_TRY IT_.
List every line in this data where the string "arched" occurs.

_DATA TO PROCESS_.

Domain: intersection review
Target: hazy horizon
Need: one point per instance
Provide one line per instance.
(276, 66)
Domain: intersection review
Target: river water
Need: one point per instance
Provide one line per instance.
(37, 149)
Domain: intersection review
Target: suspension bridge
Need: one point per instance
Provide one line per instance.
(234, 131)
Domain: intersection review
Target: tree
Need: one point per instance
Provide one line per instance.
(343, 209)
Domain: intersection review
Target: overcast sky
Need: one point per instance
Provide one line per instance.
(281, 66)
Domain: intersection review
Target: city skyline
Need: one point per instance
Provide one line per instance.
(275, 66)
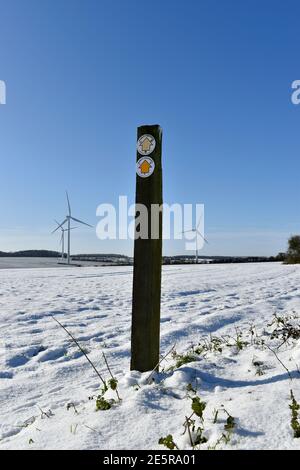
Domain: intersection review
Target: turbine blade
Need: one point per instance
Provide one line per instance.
(80, 221)
(203, 238)
(59, 226)
(69, 205)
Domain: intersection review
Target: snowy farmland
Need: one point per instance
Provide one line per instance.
(217, 318)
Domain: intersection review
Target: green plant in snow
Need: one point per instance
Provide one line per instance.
(102, 404)
(295, 424)
(168, 442)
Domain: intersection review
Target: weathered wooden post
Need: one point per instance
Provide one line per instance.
(145, 334)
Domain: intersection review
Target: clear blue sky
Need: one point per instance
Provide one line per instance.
(82, 75)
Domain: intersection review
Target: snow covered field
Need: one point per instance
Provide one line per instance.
(42, 371)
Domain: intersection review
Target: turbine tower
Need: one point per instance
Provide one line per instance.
(67, 220)
(62, 239)
(197, 231)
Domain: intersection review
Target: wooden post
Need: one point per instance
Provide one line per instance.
(145, 334)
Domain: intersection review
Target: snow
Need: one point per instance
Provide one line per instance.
(42, 371)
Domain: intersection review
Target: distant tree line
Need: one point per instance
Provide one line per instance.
(293, 254)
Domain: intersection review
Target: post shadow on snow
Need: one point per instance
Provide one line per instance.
(208, 378)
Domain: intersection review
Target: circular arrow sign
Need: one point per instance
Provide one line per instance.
(145, 167)
(146, 144)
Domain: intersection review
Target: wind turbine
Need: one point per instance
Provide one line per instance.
(68, 219)
(62, 239)
(197, 231)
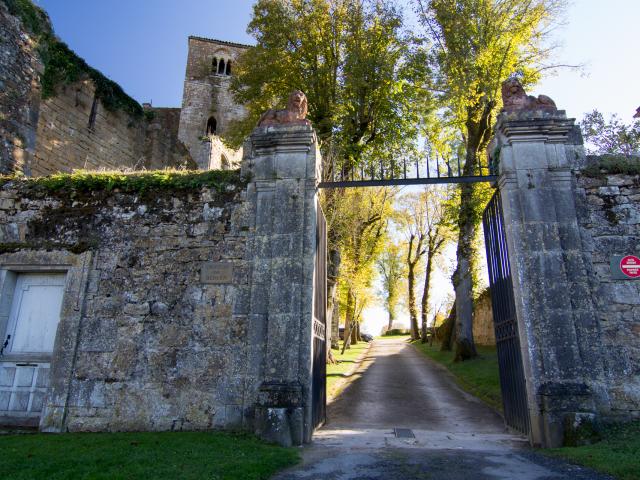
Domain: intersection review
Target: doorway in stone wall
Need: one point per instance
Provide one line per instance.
(30, 308)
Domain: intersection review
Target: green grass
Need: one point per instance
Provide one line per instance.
(395, 335)
(618, 453)
(479, 376)
(338, 371)
(148, 456)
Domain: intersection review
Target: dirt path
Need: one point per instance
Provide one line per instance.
(451, 436)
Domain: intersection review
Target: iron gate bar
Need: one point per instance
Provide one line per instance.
(512, 380)
(408, 181)
(319, 365)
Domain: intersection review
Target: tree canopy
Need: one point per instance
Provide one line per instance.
(363, 78)
(612, 137)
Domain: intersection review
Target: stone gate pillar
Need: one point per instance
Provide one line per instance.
(283, 163)
(535, 148)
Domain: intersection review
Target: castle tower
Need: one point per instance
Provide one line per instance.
(208, 107)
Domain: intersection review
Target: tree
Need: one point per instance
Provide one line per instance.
(613, 137)
(360, 219)
(437, 234)
(474, 46)
(411, 219)
(364, 83)
(392, 270)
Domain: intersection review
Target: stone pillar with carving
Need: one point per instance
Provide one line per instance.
(536, 148)
(282, 161)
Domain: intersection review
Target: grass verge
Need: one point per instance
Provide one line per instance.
(479, 377)
(148, 455)
(337, 373)
(618, 453)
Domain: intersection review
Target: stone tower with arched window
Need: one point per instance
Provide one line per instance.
(208, 107)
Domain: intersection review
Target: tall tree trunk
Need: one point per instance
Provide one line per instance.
(447, 330)
(425, 295)
(477, 132)
(333, 311)
(348, 322)
(392, 318)
(354, 333)
(413, 311)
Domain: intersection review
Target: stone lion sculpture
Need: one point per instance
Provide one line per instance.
(515, 98)
(294, 114)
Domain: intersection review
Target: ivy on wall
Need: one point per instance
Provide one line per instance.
(63, 66)
(80, 181)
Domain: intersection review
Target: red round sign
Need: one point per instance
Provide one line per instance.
(630, 266)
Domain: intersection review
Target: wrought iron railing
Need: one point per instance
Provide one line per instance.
(404, 172)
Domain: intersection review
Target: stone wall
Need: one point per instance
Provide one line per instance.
(207, 95)
(72, 129)
(69, 137)
(162, 148)
(20, 67)
(155, 284)
(75, 131)
(609, 217)
(483, 330)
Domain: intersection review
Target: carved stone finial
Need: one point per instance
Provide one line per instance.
(294, 114)
(514, 98)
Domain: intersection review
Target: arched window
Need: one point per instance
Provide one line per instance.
(212, 126)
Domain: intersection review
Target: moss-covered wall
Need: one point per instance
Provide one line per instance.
(158, 340)
(60, 114)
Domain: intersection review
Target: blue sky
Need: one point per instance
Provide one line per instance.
(142, 44)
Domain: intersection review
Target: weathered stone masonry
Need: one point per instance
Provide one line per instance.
(72, 129)
(182, 310)
(577, 326)
(609, 218)
(144, 342)
(20, 69)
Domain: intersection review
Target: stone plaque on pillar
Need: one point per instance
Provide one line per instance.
(216, 273)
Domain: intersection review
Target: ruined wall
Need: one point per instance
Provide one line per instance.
(483, 330)
(20, 67)
(161, 344)
(76, 131)
(71, 137)
(609, 218)
(71, 128)
(207, 95)
(161, 146)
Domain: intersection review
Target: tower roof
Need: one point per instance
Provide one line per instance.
(219, 42)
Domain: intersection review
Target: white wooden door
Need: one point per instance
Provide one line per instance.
(30, 334)
(35, 312)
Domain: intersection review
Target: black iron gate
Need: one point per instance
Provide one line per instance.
(512, 381)
(319, 368)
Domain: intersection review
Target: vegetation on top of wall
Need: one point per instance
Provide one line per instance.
(611, 165)
(33, 18)
(82, 181)
(63, 66)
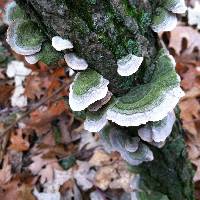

_OUTPUT FOR THIS EXERCISE_.
Target: stone tower with arched window
Target: arched window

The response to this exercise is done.